» Requirement:
Every line of the material that follows must be printed again exactly.

» Supplied data:
--------------------------------

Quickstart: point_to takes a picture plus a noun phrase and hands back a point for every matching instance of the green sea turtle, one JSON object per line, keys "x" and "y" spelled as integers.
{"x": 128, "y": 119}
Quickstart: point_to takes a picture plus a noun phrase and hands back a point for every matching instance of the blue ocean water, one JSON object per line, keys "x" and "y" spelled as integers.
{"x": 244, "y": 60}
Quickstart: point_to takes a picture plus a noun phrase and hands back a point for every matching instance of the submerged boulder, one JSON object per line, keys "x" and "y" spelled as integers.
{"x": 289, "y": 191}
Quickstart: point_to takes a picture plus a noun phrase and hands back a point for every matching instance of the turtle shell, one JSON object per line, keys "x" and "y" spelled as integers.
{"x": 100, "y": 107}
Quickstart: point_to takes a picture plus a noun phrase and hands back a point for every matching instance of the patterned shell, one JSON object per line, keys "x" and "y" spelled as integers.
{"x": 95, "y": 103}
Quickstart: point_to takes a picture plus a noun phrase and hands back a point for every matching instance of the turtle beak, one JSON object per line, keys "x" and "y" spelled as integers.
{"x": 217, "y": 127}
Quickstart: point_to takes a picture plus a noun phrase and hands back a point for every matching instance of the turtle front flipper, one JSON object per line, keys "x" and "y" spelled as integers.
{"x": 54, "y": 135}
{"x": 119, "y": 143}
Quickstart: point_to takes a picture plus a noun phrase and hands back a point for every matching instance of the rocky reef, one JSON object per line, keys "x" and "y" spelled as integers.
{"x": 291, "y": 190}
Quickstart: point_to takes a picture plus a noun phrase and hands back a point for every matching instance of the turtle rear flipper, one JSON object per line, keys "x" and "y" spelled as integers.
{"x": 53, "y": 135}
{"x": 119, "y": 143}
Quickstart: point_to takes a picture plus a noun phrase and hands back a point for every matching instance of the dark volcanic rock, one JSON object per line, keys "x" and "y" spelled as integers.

--------------------------------

» Solution to this exercise:
Quickstart: point_to takes a picture plus a noun phrase and hands back a point for every matching instance of the green sea turtle, one JSON object per line, keys "x" and "y" spelled as integers.
{"x": 128, "y": 119}
Quickstart: point_to takes a picture plus a noun phrase and hands back a point for every matching instance of the blue ocean water, one JSON object per line, keys "x" and "y" spelled as integers.
{"x": 244, "y": 60}
Quickstart: point_to takes a picture plus a noun phrase and hands back a point for every matching instance of the submerged boulder, one JSON object per line, keys "x" and "y" spelled as integers.
{"x": 289, "y": 191}
Quickstart: point_to takes a picture plus a noun phrase and hands back a point for every matching instance of the turtle shell, one JSON object per line, keys "x" and "y" spelled as integers.
{"x": 100, "y": 107}
Quickstart: point_to takes a picture plus a noun phrase and hands back a point for every matching instance of the patterned shell, one JSON object per line, keys "x" and "y" spelled as integers.
{"x": 95, "y": 103}
Quickstart: point_to takes a picture plus a noun phrase and hands back a point for every matching instance of the turtle beak, one JSON object per line, keys "x" and "y" spelled as integers.
{"x": 217, "y": 127}
Quickstart: point_to takes a picture plus a noun phrase and hands back a point for every matching instance of the turtle front flipper, one JSON object per line, keys "x" and "y" spelled as integers.
{"x": 54, "y": 135}
{"x": 119, "y": 143}
Quickstart: point_to takes a picture plus a noun phrase and hands back a point for every matching instance of the rocky reef, one JSON object per line, keys "x" and "y" spelled as integers.
{"x": 291, "y": 190}
Quickstart: point_to takes a picture plus a noun phrase and hands back a point for every matching instance of the turtle rear flipper, one JSON object per line, keys "x" and "y" spelled as integers.
{"x": 53, "y": 135}
{"x": 119, "y": 143}
Quickstart: point_to takes a picture plus a noun phrase and hands back a point for every matching instance of the dark volcanic rock, one JSON object per line, keys "x" and "y" spelled as integers.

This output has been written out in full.